::: Source data :::

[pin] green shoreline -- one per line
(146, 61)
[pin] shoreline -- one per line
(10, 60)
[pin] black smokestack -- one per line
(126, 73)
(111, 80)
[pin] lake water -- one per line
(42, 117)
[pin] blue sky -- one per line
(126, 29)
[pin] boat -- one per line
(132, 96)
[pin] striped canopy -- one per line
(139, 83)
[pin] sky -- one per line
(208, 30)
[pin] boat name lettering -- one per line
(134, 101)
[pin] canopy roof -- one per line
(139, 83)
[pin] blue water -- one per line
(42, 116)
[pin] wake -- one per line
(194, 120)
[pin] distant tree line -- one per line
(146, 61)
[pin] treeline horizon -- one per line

:::
::: Source data :::

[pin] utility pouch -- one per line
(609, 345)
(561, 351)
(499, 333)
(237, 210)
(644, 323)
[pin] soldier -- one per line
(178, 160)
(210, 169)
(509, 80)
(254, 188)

:::
::: Source data :::

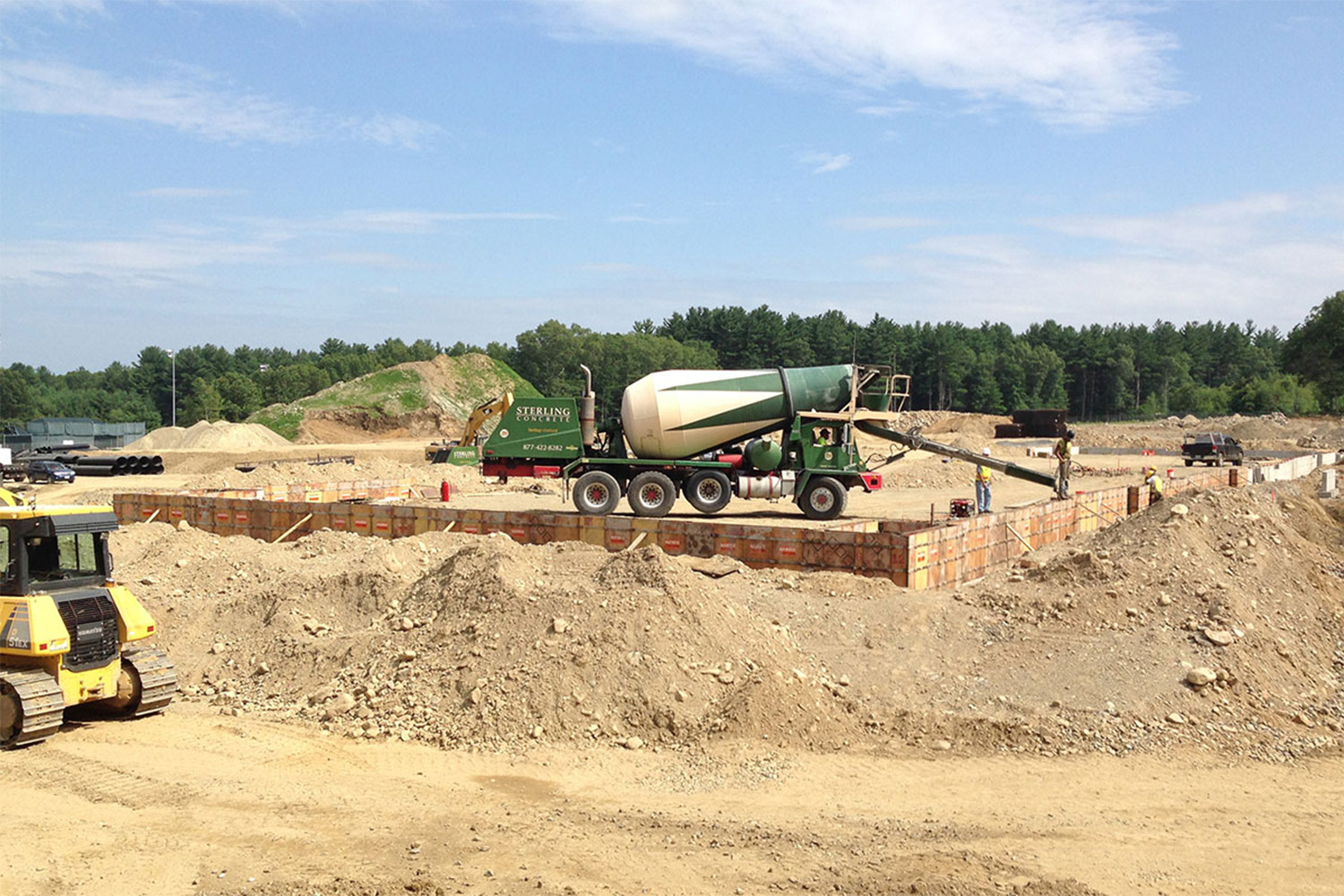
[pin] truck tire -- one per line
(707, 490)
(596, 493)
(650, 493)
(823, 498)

:::

Work instructions: Of all the entries above, retype exactly the lines from the line with "[pin] boat name lettering -- one per line" to the line with "[pin] treeline horizon -- one per line", both included, and no others.

Output below:
[pin] boat name lettering -- one per line
(134, 101)
[pin] canopy roof -- one per line
(139, 83)
[pin] blue water -- one per line
(42, 116)
[pin] wake -- one per line
(194, 120)
[pin] distant tree line -- one per line
(146, 61)
[pin] treeline horizon -- one per line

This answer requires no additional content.